2. Lack of love: While all this was going on with our son, my dad was having his own problems in another congregation. He was an elder for 40 years, professed to be of the anointed, and the only one who stood by my husband through his problems with the Witnesses. For his pains in standing up for a victim of child abuse (my husband), my dad never received another district convention part, and he used to have talks in all of them. Anyway, in 2001 we had to put my mom in a nursing home because she had Alzheimer's and Dad could no longer take care of her. Something snapped in him after that and he had a brief affair with a lady at his retirement home. He confessed to the elders and was disfellowshipped. He repented about 8 days after they announced the disfellowshipping, and the elders made him grovel for a year before reinstating him. They picked on him for every little thing. But he stuck it out and got reinstated; unfortunately, after that no one seemed to remember or care about his years of faithful service. The elders continued to pick on him, no one invited him out to dinner or to their house for any kind of social activity, and he became quite depressed. He talked to the circuit overseer about how lonely he was and the C.O.'s brilliant suggestion was: "Well, YOU take the initiative and invite people over." Hmmm, a 77-year-old man on a fixed income, living in a retirement home -- what was wrong with that advice? Three days later, Dad attempted suicide. He was not successful at that time (September 2002), but in February of 2003 he was successful. If you do a little digging around on this board you'll find the letter I wrote to the elders and the Society's subsequent (3 months later) reply.
3. Child abuse: In my dad's congregation was a young man, age 15, who at age 14 sexually assaulted a 4-year-old girl, also a member of the congregation. He was sent to juvenile detention for a year. When he came out his parents wanted to attend the same congregation even though the little victim and her family were still there. When the victim's family objected, as did many others in the congregation, the elders told them that they HAD to accept the sex offender back in that congregation (there are three others that meet in the same Hall) and gave a local needs talk on forgiveness. They also threatened disfellowshipping to anyone who talked about it. I was attending that congregation with my children at that time, and I knew nothing of this until one of the sisters told me not to let my children go to the bathroom by themselves. I found this kid's pictures on the Texas Sex Offender Database, and here he was invited to every social function, holding babies on his lap at the meetings, like nothing ever happened. The victim's family left, never to return. Do you blame them?
People throwing accusations around without evidence.
The above examples are the ones for which I have first-hand knowledge, so you can't say that I'm making unfounded accusations.
I'm not here to insult anyone.
you may in fact be the one in need of therapy
I did go to therapy and it helped a lot. When I first left the Witnesses I experienced severe panic and anxiety attacks, and talking it out through therapy helped. After my dad's suicide, therapy was VERY useful. I may find myself going back again, but I think most of my issues have been worked out for the moment.
I welcome an explanation of it's damning evidence against the Witnesses.
Okay, if you're going to be a writer, would you PLEASE work on your use of apostraphes? It's a real pet peeve of mine: you should have said "ITS damning evidence" NOT "IT'S." "It's" is a contraction of "it is" and "its" is a possessive pronoun. Not hard if you give it some thought.
------------------------------------
- PROMPT -
In the excerpt above, how many years did the writer's dad serve as an elder?

(Descriptions of image regions in natural language)
------------------------------------
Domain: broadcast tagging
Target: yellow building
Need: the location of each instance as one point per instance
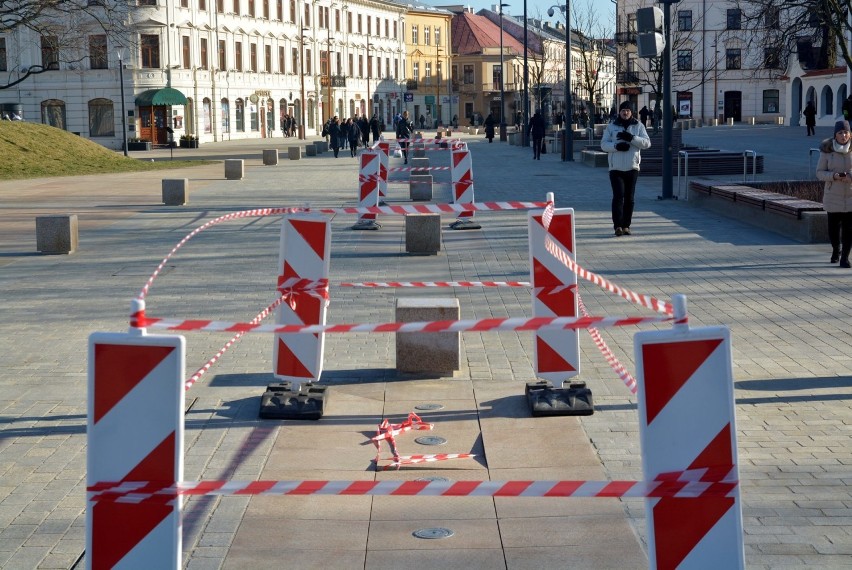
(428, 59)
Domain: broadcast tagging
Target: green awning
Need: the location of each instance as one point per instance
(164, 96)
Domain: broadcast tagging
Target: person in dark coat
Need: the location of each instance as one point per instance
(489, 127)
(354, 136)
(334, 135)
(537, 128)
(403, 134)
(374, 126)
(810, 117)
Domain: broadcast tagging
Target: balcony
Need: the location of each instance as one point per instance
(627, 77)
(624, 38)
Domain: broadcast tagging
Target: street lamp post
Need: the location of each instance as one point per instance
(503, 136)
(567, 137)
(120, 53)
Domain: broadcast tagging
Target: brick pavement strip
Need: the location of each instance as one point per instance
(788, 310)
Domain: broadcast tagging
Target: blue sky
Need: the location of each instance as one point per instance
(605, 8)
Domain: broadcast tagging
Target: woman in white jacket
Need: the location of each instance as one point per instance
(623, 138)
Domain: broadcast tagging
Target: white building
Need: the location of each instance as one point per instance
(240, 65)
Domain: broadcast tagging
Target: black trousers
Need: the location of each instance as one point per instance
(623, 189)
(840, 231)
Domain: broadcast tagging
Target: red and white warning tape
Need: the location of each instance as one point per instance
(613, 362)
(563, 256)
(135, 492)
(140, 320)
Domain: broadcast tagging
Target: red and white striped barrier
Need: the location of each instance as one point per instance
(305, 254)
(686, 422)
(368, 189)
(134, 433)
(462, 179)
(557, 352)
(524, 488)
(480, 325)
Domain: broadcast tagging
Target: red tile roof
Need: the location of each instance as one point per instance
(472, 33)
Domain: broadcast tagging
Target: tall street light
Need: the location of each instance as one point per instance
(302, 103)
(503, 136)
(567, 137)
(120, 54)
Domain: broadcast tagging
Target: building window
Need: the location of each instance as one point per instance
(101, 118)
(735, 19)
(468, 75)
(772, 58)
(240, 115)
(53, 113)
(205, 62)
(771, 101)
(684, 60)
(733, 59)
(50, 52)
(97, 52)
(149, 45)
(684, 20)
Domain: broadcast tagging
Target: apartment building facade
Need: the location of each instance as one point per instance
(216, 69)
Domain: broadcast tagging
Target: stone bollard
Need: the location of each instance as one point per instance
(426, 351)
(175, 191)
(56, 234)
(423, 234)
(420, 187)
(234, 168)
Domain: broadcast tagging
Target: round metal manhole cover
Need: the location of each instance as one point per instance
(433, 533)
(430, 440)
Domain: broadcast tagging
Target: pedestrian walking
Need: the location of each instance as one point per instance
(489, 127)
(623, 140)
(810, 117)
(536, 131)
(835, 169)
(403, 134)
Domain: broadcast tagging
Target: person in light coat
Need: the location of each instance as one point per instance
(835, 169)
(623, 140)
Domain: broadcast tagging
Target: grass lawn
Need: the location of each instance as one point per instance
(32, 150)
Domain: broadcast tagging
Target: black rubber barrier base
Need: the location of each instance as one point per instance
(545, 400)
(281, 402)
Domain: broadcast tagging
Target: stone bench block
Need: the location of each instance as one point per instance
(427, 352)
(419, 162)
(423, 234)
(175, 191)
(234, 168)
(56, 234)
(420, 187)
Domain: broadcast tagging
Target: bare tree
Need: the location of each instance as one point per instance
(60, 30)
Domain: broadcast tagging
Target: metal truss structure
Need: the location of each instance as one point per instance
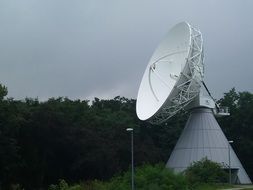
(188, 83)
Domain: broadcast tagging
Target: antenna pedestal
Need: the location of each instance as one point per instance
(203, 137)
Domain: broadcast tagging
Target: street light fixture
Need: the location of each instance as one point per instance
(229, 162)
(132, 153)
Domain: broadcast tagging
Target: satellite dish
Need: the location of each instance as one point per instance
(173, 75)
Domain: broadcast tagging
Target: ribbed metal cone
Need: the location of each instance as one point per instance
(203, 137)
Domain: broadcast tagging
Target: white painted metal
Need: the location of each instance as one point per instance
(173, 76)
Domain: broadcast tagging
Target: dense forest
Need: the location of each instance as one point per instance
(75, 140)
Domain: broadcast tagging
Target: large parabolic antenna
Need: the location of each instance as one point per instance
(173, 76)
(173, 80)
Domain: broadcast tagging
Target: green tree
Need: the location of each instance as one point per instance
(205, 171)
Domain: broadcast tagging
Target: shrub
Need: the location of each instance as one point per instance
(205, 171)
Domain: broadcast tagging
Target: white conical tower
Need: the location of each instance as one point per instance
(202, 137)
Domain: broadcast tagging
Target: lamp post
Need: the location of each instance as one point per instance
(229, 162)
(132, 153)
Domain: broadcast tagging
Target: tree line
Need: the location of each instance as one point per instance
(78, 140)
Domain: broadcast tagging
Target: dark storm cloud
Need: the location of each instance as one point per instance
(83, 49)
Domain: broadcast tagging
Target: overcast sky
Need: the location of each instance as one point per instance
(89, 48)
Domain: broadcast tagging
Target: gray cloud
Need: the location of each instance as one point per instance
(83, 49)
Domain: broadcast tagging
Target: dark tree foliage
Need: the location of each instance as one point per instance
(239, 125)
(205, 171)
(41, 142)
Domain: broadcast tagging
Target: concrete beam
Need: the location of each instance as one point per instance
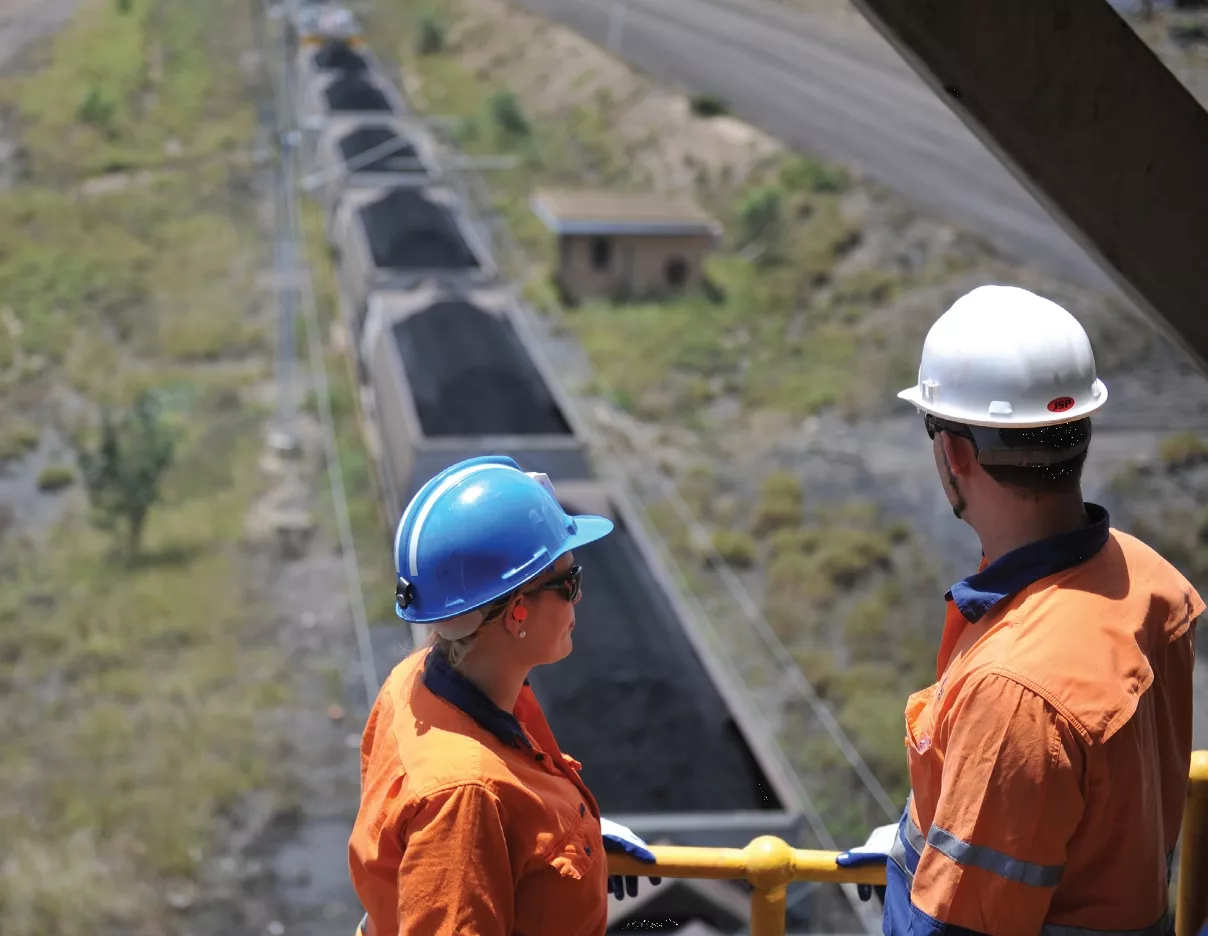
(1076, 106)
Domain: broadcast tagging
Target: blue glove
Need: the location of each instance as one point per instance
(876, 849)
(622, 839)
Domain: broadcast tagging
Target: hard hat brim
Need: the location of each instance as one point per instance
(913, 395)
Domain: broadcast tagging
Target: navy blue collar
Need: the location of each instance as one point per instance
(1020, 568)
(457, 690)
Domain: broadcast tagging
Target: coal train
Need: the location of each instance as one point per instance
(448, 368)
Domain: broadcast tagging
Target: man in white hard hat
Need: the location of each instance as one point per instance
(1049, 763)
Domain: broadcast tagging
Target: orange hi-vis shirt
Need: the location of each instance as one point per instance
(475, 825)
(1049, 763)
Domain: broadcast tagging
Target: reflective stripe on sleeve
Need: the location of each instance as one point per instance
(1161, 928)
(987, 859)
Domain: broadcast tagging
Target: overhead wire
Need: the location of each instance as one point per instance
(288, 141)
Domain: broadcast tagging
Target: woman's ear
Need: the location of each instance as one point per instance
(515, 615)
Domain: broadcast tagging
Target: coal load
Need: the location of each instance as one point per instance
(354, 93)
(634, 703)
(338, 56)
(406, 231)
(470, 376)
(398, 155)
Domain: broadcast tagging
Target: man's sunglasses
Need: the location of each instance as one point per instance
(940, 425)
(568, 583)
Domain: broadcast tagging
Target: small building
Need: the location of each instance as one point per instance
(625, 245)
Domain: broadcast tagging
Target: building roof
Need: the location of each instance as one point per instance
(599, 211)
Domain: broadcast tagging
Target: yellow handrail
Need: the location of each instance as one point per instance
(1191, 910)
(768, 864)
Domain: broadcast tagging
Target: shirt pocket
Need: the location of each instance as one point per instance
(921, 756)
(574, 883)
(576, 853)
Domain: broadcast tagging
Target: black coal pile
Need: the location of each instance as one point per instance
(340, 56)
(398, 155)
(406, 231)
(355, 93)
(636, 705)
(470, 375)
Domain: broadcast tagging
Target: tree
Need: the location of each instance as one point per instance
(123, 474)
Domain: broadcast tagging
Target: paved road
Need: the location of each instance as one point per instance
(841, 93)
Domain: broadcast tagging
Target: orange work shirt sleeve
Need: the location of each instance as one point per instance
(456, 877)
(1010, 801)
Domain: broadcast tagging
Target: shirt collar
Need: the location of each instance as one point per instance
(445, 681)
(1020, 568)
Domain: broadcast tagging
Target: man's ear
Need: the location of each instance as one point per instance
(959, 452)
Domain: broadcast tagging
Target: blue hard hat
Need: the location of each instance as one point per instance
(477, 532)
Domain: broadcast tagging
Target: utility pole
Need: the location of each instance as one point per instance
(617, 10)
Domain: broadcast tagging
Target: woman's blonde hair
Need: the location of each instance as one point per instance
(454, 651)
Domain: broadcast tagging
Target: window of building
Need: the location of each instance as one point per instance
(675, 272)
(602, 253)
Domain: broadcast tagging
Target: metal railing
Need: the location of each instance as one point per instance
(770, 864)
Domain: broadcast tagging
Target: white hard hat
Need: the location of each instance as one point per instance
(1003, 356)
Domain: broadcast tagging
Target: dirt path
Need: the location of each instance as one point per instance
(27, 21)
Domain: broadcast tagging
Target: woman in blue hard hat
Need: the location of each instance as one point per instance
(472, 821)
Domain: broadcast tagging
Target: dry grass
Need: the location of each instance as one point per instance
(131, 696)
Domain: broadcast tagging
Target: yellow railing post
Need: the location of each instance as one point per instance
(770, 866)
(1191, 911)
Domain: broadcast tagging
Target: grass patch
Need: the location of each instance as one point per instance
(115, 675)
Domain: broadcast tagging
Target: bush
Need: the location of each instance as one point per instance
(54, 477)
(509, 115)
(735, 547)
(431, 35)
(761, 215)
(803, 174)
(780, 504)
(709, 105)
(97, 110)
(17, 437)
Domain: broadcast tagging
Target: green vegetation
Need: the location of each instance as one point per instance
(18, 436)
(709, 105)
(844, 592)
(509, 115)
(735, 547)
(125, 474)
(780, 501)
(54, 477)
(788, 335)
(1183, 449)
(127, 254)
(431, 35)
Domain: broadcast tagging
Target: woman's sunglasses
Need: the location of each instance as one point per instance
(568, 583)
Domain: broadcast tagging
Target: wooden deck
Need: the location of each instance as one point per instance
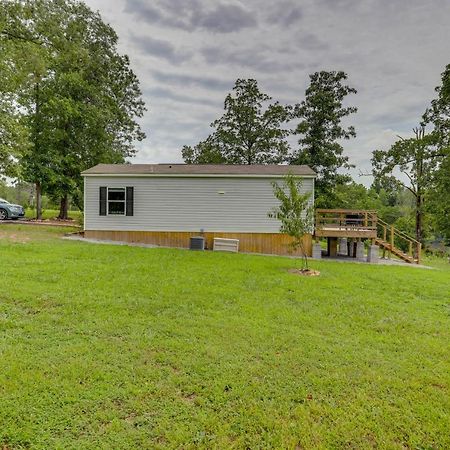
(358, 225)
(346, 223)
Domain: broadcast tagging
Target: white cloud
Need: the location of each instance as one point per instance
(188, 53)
------------------------------------
- TASK RESULT -
40 years.